#### [PAGE TEXT]
* * *
In 1990 Heidi Lück campaigned for a seat in the Bavarian state parliament for the first time and lost by 95 votes.

In 1994 she was a candidate in the parliamentary elections for a second time, and was elected as a member of the Bavarian state parliament (Landtag in the 13th Legislative period) due to the district-list (Landesliste) of the SPD Swabia (proportional representation voting system). She is currently still a member of the parliament, now in the 15th legislative period (in all 3 electoral periods: 1994, 1998 and 2003 (note: starting from 1998, the Bavarian legislative period was increased from 4 to 5 years)

She represents the SPD state parliament group in the committee for agriculture, nutrition and forestry. Heidi Lück is agriculture and forestry spokeswoman and chairwoman of the SPD faction working group "agriculture, nutrition and forestry". As well as being a member of the working groups "women", "youth" and "sport", she is also the official representative of the SPD state parliament faction in the "Bodensee parliamentary commission" and member of the "Socialist Bodensee-International" (SBI) since 1994.
* * *
#### [SUPPLIED ENTRIES]

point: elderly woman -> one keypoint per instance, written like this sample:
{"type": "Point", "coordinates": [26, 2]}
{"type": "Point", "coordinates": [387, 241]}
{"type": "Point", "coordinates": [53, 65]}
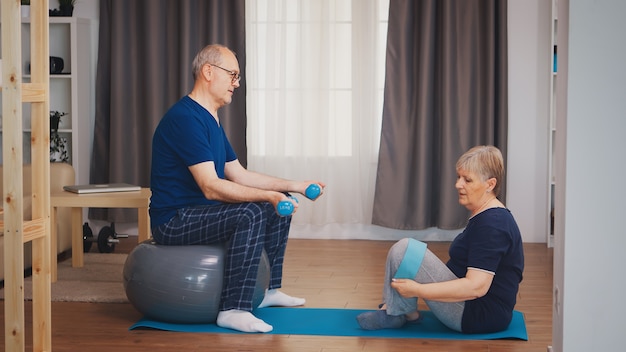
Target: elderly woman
{"type": "Point", "coordinates": [475, 291]}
* * *
#### [GOAL OF THE EXERCISE]
Reproduce the part of the passage about Heidi Lück between "She represents the" and "(SBI) since 1994.", inclusive.

#### [TASK ANSWER]
She represents the SPD state parliament group in the committee for agriculture, nutrition and forestry. Heidi Lück is agriculture and forestry spokeswoman and chairwoman of the SPD faction working group "agriculture, nutrition and forestry". As well as being a member of the working groups "women", "youth" and "sport", she is also the official representative of the SPD state parliament faction in the "Bodensee parliamentary commission" and member of the "Socialist Bodensee-International" (SBI) since 1994.